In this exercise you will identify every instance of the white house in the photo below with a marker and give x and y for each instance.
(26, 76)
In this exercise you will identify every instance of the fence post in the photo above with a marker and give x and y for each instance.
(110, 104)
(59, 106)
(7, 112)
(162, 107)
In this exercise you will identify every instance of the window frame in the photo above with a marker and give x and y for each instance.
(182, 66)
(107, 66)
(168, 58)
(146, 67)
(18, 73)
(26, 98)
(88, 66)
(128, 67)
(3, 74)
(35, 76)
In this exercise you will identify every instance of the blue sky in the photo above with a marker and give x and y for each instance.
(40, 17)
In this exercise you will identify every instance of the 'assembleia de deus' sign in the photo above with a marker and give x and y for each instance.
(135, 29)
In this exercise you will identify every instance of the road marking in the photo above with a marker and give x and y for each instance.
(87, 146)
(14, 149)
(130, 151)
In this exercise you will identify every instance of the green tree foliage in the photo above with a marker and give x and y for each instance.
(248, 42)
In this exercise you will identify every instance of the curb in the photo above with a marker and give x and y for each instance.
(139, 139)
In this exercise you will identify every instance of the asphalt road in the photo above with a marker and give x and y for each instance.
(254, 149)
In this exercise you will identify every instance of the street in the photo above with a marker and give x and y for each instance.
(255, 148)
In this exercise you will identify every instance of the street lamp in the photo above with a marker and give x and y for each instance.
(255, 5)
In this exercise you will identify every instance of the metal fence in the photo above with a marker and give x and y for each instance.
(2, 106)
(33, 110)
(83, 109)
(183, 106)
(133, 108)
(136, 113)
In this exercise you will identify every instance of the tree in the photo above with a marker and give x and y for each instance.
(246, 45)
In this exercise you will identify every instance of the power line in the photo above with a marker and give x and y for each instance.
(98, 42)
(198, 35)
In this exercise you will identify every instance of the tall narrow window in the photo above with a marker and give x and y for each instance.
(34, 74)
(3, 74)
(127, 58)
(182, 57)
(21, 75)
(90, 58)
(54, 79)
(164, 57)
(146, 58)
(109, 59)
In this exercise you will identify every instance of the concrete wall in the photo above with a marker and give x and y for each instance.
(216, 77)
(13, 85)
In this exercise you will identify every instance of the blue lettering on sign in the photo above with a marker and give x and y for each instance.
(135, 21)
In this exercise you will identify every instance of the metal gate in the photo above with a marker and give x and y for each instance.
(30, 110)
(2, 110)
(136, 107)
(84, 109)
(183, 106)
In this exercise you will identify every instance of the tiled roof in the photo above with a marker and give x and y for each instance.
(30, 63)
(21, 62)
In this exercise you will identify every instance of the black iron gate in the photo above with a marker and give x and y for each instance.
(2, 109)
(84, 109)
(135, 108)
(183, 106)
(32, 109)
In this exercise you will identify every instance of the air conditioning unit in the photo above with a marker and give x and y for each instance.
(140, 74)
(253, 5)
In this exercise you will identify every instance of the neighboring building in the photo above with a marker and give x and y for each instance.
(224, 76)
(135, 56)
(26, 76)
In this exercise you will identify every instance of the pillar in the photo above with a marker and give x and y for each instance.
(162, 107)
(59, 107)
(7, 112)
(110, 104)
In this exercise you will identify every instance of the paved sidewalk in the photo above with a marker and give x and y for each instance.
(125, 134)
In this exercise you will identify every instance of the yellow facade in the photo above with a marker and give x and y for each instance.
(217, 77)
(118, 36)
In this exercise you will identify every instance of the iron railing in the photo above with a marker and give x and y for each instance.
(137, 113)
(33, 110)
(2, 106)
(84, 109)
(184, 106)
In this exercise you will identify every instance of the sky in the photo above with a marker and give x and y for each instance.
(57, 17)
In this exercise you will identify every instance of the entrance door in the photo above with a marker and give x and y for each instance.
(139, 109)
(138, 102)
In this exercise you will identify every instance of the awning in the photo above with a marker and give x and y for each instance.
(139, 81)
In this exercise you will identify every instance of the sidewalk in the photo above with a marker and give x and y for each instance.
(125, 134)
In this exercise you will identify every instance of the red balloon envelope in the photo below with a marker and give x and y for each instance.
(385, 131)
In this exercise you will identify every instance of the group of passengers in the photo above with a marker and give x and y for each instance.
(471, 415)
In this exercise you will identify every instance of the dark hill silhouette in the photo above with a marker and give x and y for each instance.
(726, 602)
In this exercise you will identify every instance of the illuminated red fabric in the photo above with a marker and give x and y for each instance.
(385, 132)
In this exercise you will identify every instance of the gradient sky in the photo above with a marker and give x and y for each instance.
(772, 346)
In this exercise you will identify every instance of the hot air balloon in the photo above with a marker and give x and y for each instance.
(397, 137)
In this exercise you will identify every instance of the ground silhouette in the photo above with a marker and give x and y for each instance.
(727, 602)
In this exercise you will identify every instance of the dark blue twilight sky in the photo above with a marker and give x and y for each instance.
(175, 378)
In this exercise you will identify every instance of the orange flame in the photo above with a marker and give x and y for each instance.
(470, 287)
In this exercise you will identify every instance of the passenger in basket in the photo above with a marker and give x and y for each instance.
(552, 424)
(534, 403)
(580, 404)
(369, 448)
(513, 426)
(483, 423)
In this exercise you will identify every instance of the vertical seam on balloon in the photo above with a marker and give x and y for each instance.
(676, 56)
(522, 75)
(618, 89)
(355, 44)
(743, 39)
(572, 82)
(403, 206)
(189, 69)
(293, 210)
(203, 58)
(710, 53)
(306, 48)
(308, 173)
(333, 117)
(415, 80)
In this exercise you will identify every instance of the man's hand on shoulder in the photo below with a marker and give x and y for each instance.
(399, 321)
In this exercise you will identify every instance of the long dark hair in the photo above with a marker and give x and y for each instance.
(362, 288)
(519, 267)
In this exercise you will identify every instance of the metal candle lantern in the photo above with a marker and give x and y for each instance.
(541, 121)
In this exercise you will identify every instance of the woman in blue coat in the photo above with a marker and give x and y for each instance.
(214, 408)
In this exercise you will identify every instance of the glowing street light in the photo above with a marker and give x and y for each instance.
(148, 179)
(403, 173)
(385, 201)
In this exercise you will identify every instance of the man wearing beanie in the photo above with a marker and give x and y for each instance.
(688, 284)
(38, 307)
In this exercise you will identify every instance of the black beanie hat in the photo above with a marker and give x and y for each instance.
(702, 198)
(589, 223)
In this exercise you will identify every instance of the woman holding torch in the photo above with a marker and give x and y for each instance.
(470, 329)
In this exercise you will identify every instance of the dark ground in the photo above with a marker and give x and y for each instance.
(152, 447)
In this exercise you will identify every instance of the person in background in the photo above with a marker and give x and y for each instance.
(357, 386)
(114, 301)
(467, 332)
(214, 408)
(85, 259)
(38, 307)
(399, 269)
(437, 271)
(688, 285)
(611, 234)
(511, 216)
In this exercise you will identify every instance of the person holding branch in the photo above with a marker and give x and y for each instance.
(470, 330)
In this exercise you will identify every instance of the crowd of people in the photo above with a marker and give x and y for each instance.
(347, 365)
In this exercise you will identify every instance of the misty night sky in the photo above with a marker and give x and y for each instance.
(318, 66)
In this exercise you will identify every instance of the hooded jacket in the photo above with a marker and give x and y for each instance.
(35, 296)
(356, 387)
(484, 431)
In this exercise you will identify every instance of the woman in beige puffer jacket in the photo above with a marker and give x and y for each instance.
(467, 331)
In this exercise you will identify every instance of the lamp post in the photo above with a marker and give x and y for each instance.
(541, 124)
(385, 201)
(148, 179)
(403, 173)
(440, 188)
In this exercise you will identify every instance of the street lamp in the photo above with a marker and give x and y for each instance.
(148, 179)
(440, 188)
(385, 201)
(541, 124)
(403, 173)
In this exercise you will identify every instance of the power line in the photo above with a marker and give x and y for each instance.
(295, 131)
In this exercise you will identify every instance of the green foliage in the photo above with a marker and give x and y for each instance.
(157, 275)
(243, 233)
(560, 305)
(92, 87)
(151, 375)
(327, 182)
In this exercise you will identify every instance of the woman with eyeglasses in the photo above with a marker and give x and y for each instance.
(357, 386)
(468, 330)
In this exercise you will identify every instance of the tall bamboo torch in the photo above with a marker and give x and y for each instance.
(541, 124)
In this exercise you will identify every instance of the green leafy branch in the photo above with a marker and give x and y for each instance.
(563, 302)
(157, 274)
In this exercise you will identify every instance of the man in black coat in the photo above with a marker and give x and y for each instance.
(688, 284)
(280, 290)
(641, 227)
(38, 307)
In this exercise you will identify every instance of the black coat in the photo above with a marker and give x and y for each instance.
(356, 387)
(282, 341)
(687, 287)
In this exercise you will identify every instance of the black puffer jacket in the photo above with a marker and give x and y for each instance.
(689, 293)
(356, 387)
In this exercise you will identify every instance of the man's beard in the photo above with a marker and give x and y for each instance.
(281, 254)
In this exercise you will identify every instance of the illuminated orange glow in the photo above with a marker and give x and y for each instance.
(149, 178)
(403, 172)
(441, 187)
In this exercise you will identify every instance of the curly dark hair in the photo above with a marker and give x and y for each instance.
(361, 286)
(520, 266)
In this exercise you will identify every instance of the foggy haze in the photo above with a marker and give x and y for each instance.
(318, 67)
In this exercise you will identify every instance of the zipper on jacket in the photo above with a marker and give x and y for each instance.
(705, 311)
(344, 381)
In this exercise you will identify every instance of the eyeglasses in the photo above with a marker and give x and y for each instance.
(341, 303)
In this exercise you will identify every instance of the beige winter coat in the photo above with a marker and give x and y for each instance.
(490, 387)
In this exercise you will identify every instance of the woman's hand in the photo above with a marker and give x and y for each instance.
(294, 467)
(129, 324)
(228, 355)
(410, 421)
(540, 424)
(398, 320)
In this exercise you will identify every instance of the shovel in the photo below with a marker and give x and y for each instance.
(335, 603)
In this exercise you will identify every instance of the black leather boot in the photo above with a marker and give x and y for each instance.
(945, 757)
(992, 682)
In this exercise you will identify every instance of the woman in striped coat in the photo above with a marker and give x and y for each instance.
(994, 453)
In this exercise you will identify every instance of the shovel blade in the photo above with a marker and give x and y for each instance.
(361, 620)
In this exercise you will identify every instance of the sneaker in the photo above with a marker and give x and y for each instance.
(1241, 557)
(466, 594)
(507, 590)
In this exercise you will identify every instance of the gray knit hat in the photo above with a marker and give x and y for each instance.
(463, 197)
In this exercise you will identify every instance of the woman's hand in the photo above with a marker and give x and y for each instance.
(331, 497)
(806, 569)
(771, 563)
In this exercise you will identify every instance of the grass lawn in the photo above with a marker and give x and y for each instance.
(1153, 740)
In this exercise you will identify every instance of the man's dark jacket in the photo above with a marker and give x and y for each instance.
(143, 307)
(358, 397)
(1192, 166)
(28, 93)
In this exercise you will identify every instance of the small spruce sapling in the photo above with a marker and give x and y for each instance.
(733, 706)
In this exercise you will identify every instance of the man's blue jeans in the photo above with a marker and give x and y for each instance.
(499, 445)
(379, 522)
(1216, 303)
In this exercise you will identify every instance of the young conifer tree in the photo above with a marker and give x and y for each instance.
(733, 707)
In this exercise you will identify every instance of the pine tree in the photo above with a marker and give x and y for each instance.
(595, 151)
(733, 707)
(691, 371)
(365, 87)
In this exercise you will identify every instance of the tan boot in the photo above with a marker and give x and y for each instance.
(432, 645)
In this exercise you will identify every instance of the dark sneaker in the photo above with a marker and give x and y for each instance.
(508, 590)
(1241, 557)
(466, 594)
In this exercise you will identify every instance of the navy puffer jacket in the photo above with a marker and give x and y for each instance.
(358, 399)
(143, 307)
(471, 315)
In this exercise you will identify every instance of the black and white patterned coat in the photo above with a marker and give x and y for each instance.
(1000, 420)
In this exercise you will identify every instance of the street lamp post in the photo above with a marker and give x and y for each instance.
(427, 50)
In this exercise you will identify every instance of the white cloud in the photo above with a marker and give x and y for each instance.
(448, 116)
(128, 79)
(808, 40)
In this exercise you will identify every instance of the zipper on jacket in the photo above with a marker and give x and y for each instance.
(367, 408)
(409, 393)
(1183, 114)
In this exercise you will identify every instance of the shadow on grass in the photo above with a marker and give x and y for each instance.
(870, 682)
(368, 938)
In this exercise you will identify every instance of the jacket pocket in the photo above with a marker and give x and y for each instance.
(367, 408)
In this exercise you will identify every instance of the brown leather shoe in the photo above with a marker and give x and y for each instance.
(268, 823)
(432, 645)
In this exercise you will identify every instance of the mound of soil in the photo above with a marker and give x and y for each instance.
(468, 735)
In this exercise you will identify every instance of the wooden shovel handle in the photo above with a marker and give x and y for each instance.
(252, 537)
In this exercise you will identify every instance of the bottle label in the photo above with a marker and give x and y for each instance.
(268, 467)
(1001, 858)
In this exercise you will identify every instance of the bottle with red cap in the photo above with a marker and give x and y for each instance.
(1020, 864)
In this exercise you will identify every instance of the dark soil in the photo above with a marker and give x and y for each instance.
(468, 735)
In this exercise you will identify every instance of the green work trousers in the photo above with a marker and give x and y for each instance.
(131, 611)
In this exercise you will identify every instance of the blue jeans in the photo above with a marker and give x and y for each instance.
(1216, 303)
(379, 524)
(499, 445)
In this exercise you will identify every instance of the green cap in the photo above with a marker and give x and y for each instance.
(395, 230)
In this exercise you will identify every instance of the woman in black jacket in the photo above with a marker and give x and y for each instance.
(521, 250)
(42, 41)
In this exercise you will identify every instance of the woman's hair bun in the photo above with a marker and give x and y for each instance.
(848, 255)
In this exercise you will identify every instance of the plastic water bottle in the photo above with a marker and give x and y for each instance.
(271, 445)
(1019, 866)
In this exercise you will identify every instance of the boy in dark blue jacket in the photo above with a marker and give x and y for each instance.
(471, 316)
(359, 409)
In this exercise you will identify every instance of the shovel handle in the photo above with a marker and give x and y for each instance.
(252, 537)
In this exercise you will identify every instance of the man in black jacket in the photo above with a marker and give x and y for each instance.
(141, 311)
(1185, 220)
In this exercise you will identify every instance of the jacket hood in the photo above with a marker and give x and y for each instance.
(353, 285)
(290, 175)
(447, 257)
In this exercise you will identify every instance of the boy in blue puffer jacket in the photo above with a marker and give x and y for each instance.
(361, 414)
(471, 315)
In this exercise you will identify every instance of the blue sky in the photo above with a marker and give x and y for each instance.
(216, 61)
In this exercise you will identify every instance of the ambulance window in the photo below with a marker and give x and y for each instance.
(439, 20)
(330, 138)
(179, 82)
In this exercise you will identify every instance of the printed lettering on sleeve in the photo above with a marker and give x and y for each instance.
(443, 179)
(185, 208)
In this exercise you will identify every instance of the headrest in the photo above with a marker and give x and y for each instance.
****************************************
* [Instructions to follow] Convert the material, from the line containing "the man in black jacket" through its final line, into a JSON list of strings. Include both of those lines, give one string per line, and omit blank lines.

* [Finished answer]
[
  "In this exercise you will identify every instance of the man in black jacket in the photo above with a marker and give x and y for each instance.",
  "(141, 311)",
  "(1185, 220)",
  "In this exercise you will identify every instance of the jacket hood in the photo above with a marker and give x and y for each instance.",
  "(353, 285)",
  "(290, 175)",
  "(447, 257)",
  "In this exercise you will identify every instance of the boy in blue puffer jacket in the photo above with a marker and give x and y for each instance.",
  "(361, 414)",
  "(471, 315)",
  "In this exercise you will identify every instance of the blue sky in the photo above with a marker and give x and y for each instance.",
  "(216, 61)",
  "In this exercise you will identify every instance of the ambulance window in the photo below with a marker and give x and y for each instance.",
  "(439, 20)",
  "(330, 138)",
  "(179, 82)",
  "In this exercise you will identify every instance of the printed lettering on sleeve in the photo above with a marker and give x and y for each instance.",
  "(443, 179)",
  "(185, 208)",
  "In this exercise you will identify every instance of the headrest in the photo above with a marker and give x and y for each instance."
]